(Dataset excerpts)

[Start of Attachment]

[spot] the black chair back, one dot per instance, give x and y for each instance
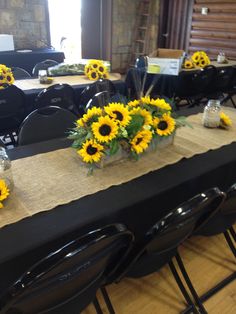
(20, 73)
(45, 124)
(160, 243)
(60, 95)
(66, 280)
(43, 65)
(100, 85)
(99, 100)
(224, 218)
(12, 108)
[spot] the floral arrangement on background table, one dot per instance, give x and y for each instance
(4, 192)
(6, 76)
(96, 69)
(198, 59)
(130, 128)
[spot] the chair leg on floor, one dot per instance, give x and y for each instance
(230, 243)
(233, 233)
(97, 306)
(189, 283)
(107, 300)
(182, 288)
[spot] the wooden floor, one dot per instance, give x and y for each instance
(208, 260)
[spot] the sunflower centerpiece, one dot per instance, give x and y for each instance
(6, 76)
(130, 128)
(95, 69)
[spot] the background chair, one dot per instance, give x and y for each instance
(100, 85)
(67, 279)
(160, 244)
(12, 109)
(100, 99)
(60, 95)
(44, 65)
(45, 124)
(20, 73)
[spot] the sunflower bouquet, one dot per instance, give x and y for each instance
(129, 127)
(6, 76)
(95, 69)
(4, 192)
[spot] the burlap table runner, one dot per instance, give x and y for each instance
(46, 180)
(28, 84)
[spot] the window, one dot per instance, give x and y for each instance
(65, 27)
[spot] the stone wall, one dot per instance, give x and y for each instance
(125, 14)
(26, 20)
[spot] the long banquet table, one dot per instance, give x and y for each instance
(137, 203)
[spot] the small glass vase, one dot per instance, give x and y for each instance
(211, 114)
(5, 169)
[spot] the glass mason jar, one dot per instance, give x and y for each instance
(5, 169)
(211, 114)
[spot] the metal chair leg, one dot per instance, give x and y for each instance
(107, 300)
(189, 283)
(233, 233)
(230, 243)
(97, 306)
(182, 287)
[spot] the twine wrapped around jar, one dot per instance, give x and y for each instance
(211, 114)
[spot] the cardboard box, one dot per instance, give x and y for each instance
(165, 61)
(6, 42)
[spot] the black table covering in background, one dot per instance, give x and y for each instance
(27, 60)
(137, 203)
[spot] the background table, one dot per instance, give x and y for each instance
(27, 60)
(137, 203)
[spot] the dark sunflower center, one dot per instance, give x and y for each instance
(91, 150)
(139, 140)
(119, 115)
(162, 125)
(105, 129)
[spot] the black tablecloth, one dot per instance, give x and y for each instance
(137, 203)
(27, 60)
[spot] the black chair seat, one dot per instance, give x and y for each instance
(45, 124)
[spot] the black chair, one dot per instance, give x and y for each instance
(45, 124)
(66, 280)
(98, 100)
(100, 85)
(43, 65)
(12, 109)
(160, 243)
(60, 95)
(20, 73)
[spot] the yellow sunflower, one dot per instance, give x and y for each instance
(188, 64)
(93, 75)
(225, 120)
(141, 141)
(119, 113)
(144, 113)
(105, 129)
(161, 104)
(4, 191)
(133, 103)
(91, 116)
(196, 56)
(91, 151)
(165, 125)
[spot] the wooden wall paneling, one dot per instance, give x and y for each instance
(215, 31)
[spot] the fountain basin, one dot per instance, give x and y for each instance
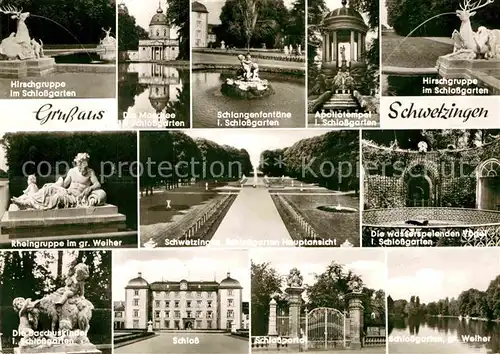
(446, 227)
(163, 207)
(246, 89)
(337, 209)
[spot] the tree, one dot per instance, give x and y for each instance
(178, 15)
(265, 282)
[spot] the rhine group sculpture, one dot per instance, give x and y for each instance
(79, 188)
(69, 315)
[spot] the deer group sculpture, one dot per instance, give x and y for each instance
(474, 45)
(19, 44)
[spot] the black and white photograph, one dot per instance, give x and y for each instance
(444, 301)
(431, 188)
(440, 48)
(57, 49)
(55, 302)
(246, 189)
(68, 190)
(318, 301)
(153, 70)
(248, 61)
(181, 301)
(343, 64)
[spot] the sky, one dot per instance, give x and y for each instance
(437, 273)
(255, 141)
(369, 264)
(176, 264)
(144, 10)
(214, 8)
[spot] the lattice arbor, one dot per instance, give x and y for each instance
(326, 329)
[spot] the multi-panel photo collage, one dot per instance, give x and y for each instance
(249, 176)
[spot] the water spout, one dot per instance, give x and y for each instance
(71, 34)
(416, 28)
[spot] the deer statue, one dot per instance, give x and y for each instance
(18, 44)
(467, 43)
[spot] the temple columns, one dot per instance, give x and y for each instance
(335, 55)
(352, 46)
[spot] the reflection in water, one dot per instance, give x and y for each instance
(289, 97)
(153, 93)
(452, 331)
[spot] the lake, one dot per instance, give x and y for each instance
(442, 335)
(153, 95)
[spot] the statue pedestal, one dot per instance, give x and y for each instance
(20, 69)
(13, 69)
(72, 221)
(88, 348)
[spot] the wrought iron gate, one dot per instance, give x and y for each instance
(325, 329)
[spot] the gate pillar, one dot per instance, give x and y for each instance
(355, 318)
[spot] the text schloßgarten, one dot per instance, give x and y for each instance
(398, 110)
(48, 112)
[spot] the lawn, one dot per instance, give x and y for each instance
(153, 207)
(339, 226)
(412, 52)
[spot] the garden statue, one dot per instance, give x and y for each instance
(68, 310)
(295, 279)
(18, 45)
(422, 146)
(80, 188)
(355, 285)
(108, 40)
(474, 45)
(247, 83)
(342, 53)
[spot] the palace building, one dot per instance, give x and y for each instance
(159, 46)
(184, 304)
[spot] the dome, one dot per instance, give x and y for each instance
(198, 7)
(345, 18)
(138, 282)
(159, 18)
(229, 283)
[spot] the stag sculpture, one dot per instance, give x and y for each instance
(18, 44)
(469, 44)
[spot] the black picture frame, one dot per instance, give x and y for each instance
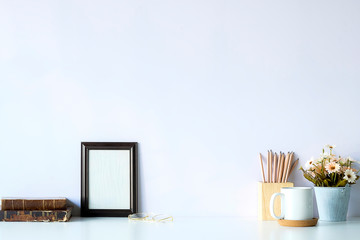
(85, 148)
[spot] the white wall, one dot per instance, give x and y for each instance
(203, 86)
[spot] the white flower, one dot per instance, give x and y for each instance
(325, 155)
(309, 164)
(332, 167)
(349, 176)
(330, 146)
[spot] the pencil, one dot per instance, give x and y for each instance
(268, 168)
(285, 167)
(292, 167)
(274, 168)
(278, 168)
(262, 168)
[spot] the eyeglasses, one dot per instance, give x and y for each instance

[End of Attachment]

▸ **What the exercise asks**
Write out the data above exactly as it appears, but without any image.

▸ **Response**
[spot] the black chair back, one dot per instance, give x and y for each instance
(20, 73)
(45, 124)
(160, 243)
(60, 95)
(66, 280)
(43, 65)
(100, 85)
(99, 100)
(224, 218)
(12, 108)
[spot] the floral arrangement on background table, one dot per instance, give x and y for each instance
(4, 192)
(6, 76)
(96, 69)
(198, 59)
(130, 128)
[spot] the chair leg on floor, one dot per instance, give x and y for each instance
(230, 243)
(233, 233)
(97, 306)
(189, 283)
(107, 300)
(182, 288)
[spot] the wooden floor, one dot per instance, give x and y for each instance
(208, 260)
[spot] the sunflower centerpiece, one dot per instance, give x and y for each instance
(6, 76)
(130, 128)
(95, 69)
[spot] the background chair, one dot per instance, give x and y for each instance
(100, 85)
(67, 279)
(160, 244)
(12, 109)
(100, 99)
(60, 95)
(44, 65)
(45, 124)
(20, 73)
[spot] the sunflower bouquet, one dot per instance, give x and y for each instance
(129, 127)
(6, 76)
(95, 69)
(4, 192)
[spot] the burlap table runner, one dot per instance, give x and y for each instance
(46, 180)
(28, 84)
[spot] the window, one dot per instance, give x and y for each instance
(65, 27)
[spot] the stone wall, one dot per instance, give x and y for each instance
(125, 14)
(26, 20)
[spot] the long banquet table, one dot per instance, give x and y for each instance
(137, 203)
[spot] the small glass vase, one dot per instance, give x and y for each instance
(211, 114)
(5, 169)
[spot] the glass mason jar, one dot per instance, give x and y for each instance
(5, 169)
(211, 114)
[spot] the metal chair leg, one dot per instance, give x and y for each instance
(107, 300)
(189, 283)
(233, 233)
(230, 243)
(97, 306)
(182, 287)
[spot] the twine wrapped around jar, one dot per instance, give x and y for each instance
(211, 114)
[spot] the cardboard box, one dot per instance, give x and y for each instance
(165, 61)
(6, 42)
[spot] the black table covering in background, one dot per instance, give x and y for each instance
(27, 60)
(137, 203)
[spot] the background table, one dot per instance, give x and y for each instance
(27, 60)
(137, 203)
[spot] the dark sunflower center, one dot per instance, give x and y for each instance
(91, 150)
(139, 140)
(119, 115)
(162, 125)
(105, 129)
[spot] the black tablecloth, one dot per instance, give x and y for each instance
(137, 203)
(27, 60)
[spot] the black chair seat, one dot per instance, give x and y for each instance
(45, 124)
[spot] the black chair, one dot per instance, give x and y for each instance
(45, 124)
(66, 280)
(98, 100)
(100, 85)
(43, 65)
(12, 109)
(160, 243)
(60, 95)
(20, 73)
[spot] the yellow sunflower, one dot per instance, give x and y for each instance
(188, 64)
(93, 75)
(225, 120)
(141, 141)
(119, 113)
(144, 113)
(105, 129)
(161, 104)
(4, 191)
(133, 103)
(91, 116)
(196, 56)
(91, 151)
(165, 125)
[spot] the wooden wall paneling, one dot per instance, give x and y for each instance
(215, 31)
[spot] the fountain basin, one dot per instance, give x and y for each instance
(446, 227)
(163, 207)
(246, 89)
(337, 209)
[spot] the tree, one dot per instance, give x and y for each instance
(178, 15)
(265, 282)
[spot] the rhine group sculpture, one dot per instance, give x and y for each instance
(79, 188)
(69, 315)
[spot] the deer group sculpture, one dot per instance, give x and y for each instance
(474, 45)
(19, 44)
[spot] the black and white photograph, one dot per instance, give x and y for each instance
(444, 301)
(431, 188)
(440, 48)
(57, 49)
(55, 302)
(246, 189)
(68, 190)
(318, 301)
(153, 70)
(248, 61)
(181, 301)
(343, 64)
[spot] the sky, one dot per instance, give x and y for each instance
(437, 273)
(255, 141)
(369, 264)
(176, 264)
(144, 10)
(214, 8)
[spot] the lattice arbor, one dot per instance, give x and y for each instance
(326, 329)
[spot] the multi-panel photo collage, one dot per instance, give x and y for each instance
(249, 176)
[spot] the water spout, one dot per instance, give x and y for each instance
(71, 34)
(416, 28)
[spot] the deer statue, one dot per instance, give x and y for each instance
(18, 44)
(467, 43)
[spot] the temple columns, one dot per instance, give x and y for each instance
(335, 55)
(352, 46)
[spot] the reflection in water, one dot per instance, give x and y for each instance
(289, 97)
(153, 93)
(452, 331)
[spot] the lake, one dot per instance, give x and y for each instance
(442, 335)
(153, 95)
[spot] the statue pedestal, one dot per instance, give x and y for each instance
(20, 69)
(13, 69)
(72, 221)
(88, 348)
[spot] the wrought iron gate, one dot per instance, give x and y for each instance
(325, 329)
[spot] the gate pillar, one dot per instance, give x and y for each instance
(355, 318)
[spot] the text schloßgarten, one dot per instance, give x and y for each instance
(398, 110)
(48, 112)
[spot] the lawn, one dot per instance, give x and y for each instance
(153, 207)
(339, 226)
(412, 52)
[spot] the garden statue, one dot per instance, give x and y for each instance
(68, 310)
(295, 279)
(18, 45)
(422, 146)
(80, 188)
(355, 285)
(108, 40)
(474, 45)
(247, 83)
(342, 53)
[spot] the palace building, one dot per instance, give x and y for each instance
(159, 46)
(184, 304)
[spot] the dome, one dot per instance, give x and y for each instance
(198, 7)
(345, 18)
(138, 282)
(159, 18)
(229, 283)
[spot] the stag sculpture, one dot per instance, give x and y for each instance
(18, 44)
(469, 44)
[spot] the black picture frame, one dot per instance, give x and y for each instance
(85, 148)
[spot] the white wall, one dot per instance, give x and y for each instance
(203, 86)
[spot] the white flower, one dot per instance, give x and y for each instance
(325, 155)
(309, 164)
(332, 167)
(349, 176)
(330, 146)
[spot] the pencil, one dot per instance, give x and y for each instance
(268, 168)
(285, 167)
(292, 167)
(274, 168)
(278, 168)
(262, 168)
[spot] the eyeglasses, one dot per instance, give x and y for each instance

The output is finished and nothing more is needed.